* [Goal of the exercise]: Search the records for the word "Target" and copy every line in which it occurs.

** Available data follows **

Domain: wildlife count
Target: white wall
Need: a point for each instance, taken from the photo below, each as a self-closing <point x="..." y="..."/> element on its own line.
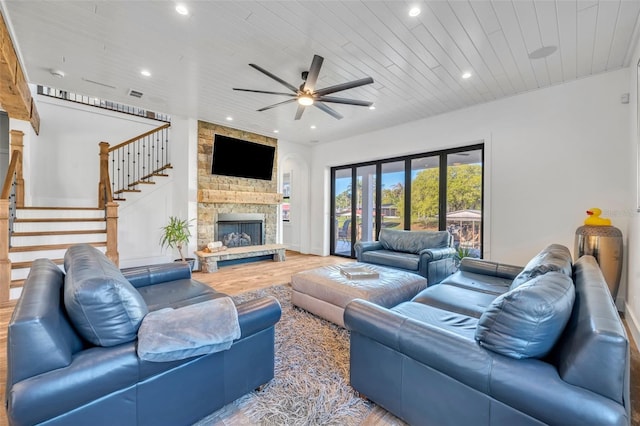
<point x="632" y="308"/>
<point x="64" y="157"/>
<point x="550" y="155"/>
<point x="294" y="159"/>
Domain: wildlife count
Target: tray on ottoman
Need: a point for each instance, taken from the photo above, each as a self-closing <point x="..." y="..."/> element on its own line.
<point x="327" y="290"/>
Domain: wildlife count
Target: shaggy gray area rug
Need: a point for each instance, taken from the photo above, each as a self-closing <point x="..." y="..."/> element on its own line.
<point x="311" y="383"/>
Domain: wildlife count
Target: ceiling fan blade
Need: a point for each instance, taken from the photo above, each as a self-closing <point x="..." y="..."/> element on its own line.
<point x="276" y="78"/>
<point x="344" y="86"/>
<point x="335" y="100"/>
<point x="278" y="104"/>
<point x="264" y="91"/>
<point x="312" y="76"/>
<point x="332" y="112"/>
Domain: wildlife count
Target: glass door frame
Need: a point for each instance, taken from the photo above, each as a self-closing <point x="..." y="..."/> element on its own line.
<point x="442" y="197"/>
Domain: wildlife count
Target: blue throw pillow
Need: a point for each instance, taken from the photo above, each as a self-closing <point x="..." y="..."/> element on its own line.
<point x="526" y="322"/>
<point x="103" y="306"/>
<point x="554" y="257"/>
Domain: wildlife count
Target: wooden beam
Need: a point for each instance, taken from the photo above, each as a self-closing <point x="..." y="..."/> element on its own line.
<point x="15" y="95"/>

** End of Available data **

* [Answer space]:
Target: white wall
Target: tray on ottoman
Target: shaggy gray area rug
Target: ceiling fan blade
Target: glass door frame
Target: blue throw pillow
Target: wooden beam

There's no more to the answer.